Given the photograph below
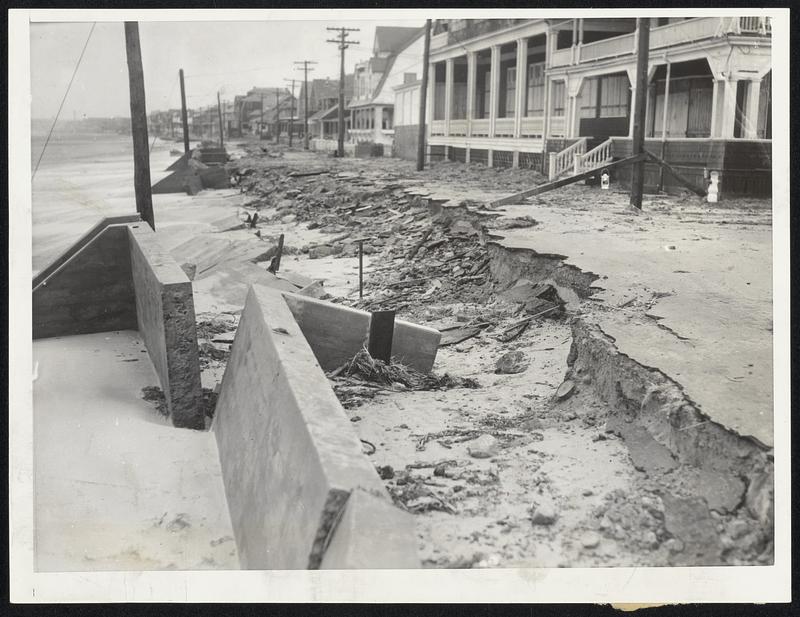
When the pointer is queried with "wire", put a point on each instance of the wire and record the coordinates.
(63, 100)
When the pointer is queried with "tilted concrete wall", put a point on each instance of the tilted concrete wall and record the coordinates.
(91, 290)
(290, 458)
(166, 322)
(336, 333)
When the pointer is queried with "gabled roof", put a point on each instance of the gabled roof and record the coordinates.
(392, 39)
(325, 114)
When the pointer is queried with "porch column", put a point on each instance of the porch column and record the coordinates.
(471, 62)
(633, 105)
(522, 78)
(574, 40)
(431, 98)
(751, 109)
(448, 94)
(728, 109)
(715, 108)
(494, 88)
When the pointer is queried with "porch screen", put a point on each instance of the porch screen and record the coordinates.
(558, 93)
(614, 96)
(535, 103)
(511, 88)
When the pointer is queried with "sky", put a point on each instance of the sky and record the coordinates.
(231, 57)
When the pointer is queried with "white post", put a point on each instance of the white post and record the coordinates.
(715, 108)
(494, 88)
(666, 104)
(728, 119)
(751, 109)
(522, 83)
(471, 61)
(448, 94)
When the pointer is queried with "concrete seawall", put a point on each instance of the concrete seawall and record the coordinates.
(90, 291)
(294, 473)
(166, 321)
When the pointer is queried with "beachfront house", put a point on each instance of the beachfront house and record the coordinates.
(396, 52)
(557, 94)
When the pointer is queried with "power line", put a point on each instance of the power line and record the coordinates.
(63, 100)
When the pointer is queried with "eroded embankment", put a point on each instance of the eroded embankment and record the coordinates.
(716, 485)
(703, 466)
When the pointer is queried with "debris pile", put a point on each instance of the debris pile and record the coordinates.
(363, 376)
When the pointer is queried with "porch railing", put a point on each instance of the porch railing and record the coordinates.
(458, 127)
(480, 127)
(686, 31)
(594, 158)
(439, 40)
(667, 35)
(755, 25)
(606, 48)
(561, 57)
(559, 162)
(532, 126)
(557, 125)
(504, 127)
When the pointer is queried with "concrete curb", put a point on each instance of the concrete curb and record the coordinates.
(89, 290)
(290, 459)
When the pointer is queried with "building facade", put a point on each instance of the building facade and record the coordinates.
(539, 92)
(397, 52)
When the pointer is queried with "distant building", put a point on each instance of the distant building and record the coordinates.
(538, 92)
(323, 105)
(395, 53)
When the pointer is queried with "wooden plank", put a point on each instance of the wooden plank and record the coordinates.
(543, 188)
(699, 191)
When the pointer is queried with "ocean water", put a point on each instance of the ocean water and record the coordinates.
(66, 148)
(81, 179)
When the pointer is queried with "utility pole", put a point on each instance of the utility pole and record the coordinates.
(277, 115)
(343, 44)
(184, 115)
(261, 121)
(305, 64)
(219, 112)
(291, 114)
(141, 149)
(642, 56)
(423, 98)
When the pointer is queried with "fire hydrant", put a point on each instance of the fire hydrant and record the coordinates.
(713, 187)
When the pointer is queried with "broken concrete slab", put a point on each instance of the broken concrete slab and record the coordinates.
(372, 534)
(289, 456)
(166, 321)
(88, 288)
(336, 333)
(730, 382)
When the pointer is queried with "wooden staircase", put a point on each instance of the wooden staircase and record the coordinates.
(576, 160)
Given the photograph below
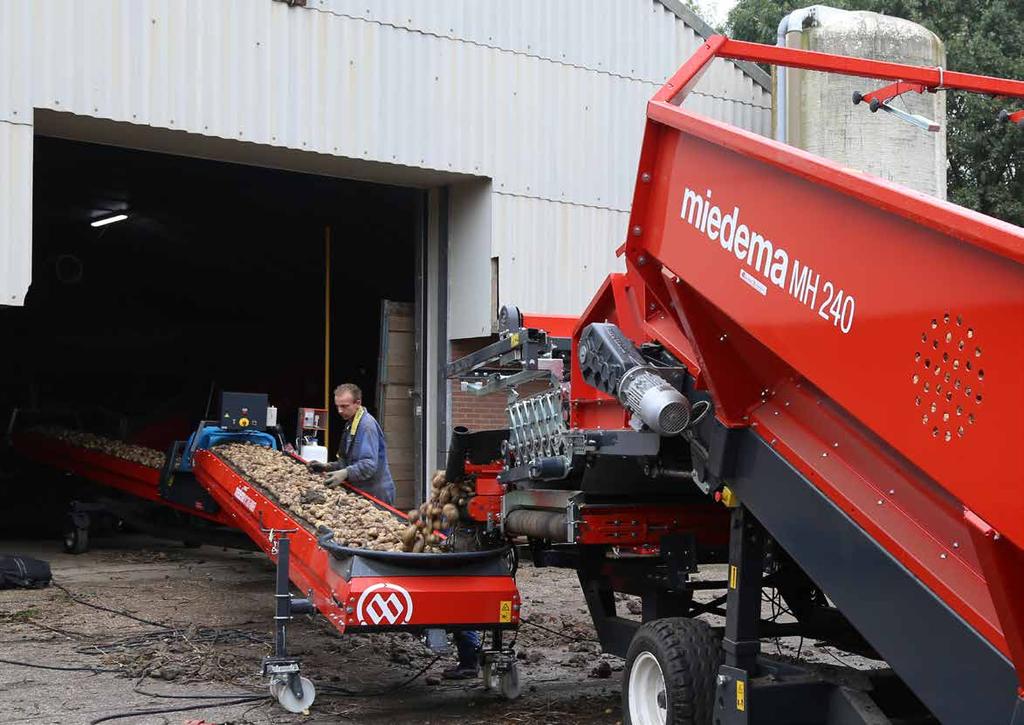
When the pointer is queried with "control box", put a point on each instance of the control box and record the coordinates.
(243, 411)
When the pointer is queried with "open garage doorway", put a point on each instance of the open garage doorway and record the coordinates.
(217, 280)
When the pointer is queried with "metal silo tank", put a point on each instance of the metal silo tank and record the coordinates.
(814, 111)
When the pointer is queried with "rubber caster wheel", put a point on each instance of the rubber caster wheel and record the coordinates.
(76, 541)
(509, 683)
(287, 698)
(670, 674)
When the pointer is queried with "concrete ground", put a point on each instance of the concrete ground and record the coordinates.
(210, 624)
(195, 590)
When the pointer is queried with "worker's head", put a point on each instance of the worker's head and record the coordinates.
(347, 398)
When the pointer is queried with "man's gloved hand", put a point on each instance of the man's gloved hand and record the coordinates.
(337, 477)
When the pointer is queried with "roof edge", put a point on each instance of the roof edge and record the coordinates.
(702, 29)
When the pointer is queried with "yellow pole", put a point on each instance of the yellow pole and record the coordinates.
(327, 336)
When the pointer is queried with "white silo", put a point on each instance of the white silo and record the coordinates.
(814, 111)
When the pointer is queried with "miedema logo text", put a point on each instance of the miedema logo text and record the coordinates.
(766, 262)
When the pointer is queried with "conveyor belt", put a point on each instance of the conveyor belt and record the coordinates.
(130, 477)
(369, 591)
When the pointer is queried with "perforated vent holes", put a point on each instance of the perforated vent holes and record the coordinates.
(948, 378)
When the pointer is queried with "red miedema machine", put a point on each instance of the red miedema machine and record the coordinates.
(809, 375)
(361, 591)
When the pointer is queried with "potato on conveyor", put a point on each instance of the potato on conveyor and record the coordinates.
(354, 520)
(141, 455)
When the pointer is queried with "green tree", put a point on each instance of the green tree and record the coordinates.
(981, 36)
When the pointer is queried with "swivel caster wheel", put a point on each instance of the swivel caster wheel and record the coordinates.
(76, 540)
(509, 683)
(287, 698)
(491, 678)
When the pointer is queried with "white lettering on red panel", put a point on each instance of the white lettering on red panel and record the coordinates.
(768, 259)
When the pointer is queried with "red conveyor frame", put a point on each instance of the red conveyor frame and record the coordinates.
(441, 600)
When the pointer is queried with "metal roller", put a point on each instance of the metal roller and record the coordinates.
(538, 524)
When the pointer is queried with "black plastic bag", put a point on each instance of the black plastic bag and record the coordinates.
(24, 572)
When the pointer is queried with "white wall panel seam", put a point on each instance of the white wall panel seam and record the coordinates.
(493, 46)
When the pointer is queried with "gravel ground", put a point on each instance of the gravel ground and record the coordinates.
(218, 604)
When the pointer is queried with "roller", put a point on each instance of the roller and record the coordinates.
(538, 524)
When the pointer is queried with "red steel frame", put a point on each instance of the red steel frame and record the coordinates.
(433, 600)
(876, 413)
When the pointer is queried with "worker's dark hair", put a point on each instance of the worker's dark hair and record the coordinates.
(351, 388)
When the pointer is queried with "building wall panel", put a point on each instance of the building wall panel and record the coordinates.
(544, 98)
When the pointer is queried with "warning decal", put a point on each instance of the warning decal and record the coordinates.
(241, 495)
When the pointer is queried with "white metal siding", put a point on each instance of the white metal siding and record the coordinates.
(546, 98)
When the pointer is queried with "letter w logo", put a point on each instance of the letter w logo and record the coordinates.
(384, 602)
(381, 607)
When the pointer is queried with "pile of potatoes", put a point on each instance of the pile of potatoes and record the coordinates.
(354, 520)
(448, 502)
(119, 449)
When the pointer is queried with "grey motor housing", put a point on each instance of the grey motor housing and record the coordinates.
(610, 363)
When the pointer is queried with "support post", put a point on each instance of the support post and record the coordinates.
(743, 601)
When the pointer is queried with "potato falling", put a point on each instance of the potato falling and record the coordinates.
(354, 520)
(442, 510)
(119, 449)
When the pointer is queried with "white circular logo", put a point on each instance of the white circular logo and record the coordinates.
(384, 602)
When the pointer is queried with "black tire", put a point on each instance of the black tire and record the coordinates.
(77, 540)
(688, 654)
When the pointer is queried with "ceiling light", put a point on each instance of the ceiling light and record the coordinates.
(109, 220)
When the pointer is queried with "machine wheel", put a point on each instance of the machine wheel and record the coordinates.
(76, 540)
(670, 673)
(509, 682)
(487, 673)
(287, 698)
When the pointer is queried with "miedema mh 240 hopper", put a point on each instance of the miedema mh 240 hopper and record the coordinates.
(819, 375)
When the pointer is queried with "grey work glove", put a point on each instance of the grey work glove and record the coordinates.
(337, 477)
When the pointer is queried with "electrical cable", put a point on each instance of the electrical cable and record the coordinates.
(226, 695)
(161, 711)
(559, 634)
(121, 612)
(62, 669)
(387, 690)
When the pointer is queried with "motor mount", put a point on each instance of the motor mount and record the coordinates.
(610, 363)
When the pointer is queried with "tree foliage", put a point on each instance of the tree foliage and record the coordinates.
(981, 36)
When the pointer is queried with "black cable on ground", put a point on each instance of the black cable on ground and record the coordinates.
(121, 612)
(559, 634)
(65, 669)
(225, 695)
(161, 711)
(376, 693)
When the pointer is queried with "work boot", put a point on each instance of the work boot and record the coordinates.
(462, 671)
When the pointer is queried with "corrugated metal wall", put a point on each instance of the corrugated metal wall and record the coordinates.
(546, 98)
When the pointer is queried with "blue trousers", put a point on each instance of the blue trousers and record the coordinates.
(466, 643)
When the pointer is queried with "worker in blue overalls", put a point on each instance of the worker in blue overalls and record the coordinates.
(363, 454)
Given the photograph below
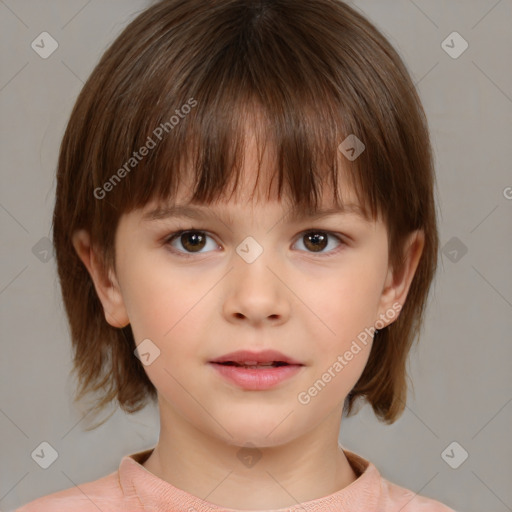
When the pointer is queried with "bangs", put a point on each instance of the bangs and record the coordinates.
(189, 111)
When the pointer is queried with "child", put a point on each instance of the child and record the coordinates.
(254, 316)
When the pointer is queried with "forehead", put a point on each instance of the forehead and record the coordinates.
(256, 188)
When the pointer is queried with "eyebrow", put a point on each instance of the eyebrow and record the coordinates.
(198, 213)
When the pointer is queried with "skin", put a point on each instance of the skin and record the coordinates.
(307, 305)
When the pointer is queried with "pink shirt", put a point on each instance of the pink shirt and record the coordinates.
(132, 488)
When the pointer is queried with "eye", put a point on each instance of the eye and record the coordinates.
(316, 241)
(194, 241)
(191, 241)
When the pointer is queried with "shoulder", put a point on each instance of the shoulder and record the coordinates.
(399, 498)
(104, 494)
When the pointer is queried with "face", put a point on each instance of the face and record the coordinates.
(247, 276)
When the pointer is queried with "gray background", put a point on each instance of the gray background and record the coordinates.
(460, 369)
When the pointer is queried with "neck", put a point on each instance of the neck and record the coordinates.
(252, 475)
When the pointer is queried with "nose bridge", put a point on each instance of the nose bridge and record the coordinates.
(254, 291)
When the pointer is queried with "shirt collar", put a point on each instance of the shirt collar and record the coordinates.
(158, 495)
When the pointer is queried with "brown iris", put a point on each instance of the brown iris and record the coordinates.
(193, 240)
(316, 241)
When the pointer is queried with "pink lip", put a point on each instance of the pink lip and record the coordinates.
(265, 356)
(257, 379)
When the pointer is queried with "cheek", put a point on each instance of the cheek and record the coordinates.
(345, 303)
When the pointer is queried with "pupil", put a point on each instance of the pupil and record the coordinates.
(197, 241)
(318, 240)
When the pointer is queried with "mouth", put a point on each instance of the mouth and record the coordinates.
(257, 360)
(254, 365)
(256, 371)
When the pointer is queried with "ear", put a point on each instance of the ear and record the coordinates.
(397, 284)
(107, 286)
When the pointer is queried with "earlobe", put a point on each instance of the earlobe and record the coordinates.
(398, 283)
(106, 286)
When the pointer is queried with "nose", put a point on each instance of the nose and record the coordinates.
(256, 292)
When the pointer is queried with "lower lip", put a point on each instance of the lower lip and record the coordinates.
(257, 379)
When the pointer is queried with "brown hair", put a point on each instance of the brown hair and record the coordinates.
(181, 80)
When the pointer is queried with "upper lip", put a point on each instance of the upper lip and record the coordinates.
(265, 356)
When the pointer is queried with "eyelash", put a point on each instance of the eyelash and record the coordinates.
(176, 234)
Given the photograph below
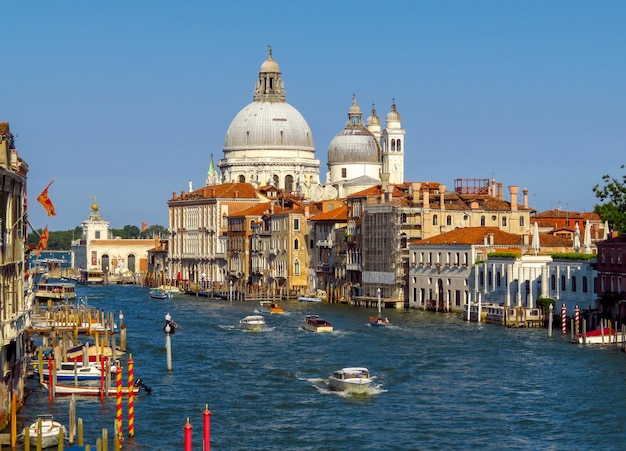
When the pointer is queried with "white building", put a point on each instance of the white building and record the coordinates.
(117, 258)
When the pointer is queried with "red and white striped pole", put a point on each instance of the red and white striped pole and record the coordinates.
(118, 399)
(131, 397)
(188, 429)
(207, 428)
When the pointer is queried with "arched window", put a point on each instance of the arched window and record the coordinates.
(289, 183)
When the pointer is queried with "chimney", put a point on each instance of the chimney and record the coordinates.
(513, 190)
(442, 196)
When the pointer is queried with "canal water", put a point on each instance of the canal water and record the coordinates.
(440, 383)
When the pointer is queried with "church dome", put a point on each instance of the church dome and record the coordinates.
(269, 125)
(354, 145)
(373, 119)
(269, 65)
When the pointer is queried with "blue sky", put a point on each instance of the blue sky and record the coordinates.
(126, 101)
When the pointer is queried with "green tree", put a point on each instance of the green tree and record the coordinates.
(613, 194)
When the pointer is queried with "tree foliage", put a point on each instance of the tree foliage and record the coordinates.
(613, 195)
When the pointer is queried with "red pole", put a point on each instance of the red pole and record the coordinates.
(102, 365)
(50, 379)
(187, 429)
(207, 428)
(131, 397)
(118, 392)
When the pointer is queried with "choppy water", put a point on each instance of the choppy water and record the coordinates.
(441, 383)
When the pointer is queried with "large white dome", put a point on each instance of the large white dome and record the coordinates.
(269, 125)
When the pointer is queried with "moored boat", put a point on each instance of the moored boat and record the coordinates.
(270, 307)
(378, 321)
(51, 431)
(158, 293)
(76, 371)
(59, 291)
(310, 299)
(604, 335)
(88, 390)
(314, 323)
(252, 322)
(350, 380)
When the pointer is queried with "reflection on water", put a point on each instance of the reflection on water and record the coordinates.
(440, 383)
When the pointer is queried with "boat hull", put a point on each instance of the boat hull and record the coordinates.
(314, 323)
(600, 336)
(350, 380)
(85, 390)
(51, 431)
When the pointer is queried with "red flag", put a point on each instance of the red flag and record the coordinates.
(43, 242)
(45, 200)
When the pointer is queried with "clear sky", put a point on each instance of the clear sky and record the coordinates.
(125, 101)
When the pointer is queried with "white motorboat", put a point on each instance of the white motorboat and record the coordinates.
(316, 324)
(252, 322)
(310, 299)
(51, 431)
(350, 380)
(76, 370)
(270, 307)
(604, 335)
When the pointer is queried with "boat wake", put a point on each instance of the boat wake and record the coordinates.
(321, 385)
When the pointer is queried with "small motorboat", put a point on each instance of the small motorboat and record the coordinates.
(314, 323)
(252, 322)
(50, 431)
(350, 380)
(310, 299)
(377, 321)
(159, 294)
(604, 335)
(76, 370)
(270, 307)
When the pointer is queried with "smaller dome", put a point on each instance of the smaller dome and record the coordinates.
(354, 145)
(393, 115)
(373, 119)
(269, 65)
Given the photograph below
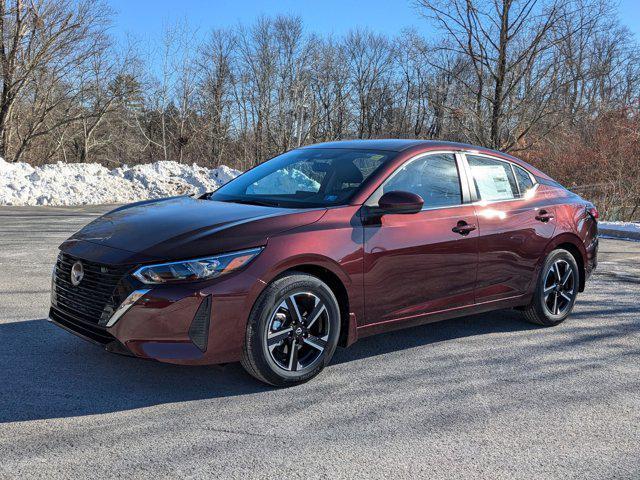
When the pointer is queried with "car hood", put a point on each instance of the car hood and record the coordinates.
(182, 227)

## Problem statement
Write the lines from the line containing "small motorboat and record the coordinates." through the last line of the data out again exactly, and only those lines; pictures stay out.

## Reply to the task
When the pointer is queried with "small motorboat", put a point on each instance of the small motorboat and record the coordinates.
(314, 323)
(252, 322)
(50, 431)
(350, 380)
(310, 299)
(377, 321)
(159, 294)
(604, 335)
(76, 370)
(270, 307)
When the pointer is queried with "smaller dome", put a point on each instance of the smaller dome and record the coordinates.
(354, 145)
(393, 115)
(373, 119)
(269, 65)
Given the photograph below
When the pointer is queried with "car hood", put a point on each instance of the car hood and record the coordinates.
(182, 227)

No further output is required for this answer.